◆ WHAT NEEDS TO BE DONE
Reproduce the lines of the data exactly, from the line containing "leg in this photo." through the end of the data.

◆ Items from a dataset
━━━━━━━━━━

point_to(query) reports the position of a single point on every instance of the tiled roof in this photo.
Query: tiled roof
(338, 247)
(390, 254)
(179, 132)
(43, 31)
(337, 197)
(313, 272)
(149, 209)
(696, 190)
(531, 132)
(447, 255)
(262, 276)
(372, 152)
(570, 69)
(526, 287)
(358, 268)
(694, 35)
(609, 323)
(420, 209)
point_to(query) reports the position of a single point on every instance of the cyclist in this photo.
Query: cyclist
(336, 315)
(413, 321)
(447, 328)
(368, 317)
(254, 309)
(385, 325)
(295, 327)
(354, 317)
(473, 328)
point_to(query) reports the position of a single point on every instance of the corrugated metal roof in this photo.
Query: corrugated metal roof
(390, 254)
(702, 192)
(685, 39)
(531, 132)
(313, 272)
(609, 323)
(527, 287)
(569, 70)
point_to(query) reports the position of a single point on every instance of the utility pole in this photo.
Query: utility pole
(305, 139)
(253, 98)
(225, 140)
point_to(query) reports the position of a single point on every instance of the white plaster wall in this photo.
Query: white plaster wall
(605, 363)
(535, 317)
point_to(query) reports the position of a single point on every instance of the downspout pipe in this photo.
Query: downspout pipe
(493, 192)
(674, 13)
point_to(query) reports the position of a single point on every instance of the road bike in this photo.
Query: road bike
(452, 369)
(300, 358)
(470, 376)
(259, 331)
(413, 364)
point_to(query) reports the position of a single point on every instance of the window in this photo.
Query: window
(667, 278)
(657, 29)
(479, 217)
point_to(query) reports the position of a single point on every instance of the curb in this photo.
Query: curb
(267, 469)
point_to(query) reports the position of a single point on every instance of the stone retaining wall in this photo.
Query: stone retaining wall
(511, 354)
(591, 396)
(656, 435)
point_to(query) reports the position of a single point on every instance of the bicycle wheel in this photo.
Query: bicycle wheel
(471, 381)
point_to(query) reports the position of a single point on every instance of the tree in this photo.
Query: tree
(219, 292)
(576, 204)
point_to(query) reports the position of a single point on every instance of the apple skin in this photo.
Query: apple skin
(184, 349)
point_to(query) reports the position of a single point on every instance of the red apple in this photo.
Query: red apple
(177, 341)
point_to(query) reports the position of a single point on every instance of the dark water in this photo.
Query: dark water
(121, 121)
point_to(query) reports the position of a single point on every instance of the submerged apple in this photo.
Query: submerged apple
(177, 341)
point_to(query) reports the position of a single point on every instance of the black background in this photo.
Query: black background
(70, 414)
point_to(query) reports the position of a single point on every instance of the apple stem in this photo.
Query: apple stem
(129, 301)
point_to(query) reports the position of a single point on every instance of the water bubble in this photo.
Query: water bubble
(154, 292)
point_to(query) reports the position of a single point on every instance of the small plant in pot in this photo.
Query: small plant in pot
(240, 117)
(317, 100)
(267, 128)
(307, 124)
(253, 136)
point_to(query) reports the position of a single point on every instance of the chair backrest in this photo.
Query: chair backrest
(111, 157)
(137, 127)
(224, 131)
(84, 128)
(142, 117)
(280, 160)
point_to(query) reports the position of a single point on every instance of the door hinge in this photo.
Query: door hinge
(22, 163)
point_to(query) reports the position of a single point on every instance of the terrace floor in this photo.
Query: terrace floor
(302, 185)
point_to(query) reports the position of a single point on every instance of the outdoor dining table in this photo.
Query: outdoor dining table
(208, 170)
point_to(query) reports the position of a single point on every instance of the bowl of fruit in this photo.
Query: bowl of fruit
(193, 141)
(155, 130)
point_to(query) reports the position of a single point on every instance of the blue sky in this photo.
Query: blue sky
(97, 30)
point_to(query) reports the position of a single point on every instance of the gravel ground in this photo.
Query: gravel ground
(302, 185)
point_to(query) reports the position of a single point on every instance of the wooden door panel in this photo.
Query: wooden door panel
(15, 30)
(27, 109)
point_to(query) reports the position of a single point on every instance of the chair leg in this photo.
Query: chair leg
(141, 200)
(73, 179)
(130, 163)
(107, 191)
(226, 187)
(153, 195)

━━━━━━━━━━

◆ FINAL RESULT
point_to(query) reports the position of a single point on every instance of the chair leg in this photo.
Query: chair leg
(141, 200)
(73, 179)
(130, 163)
(107, 191)
(226, 187)
(153, 195)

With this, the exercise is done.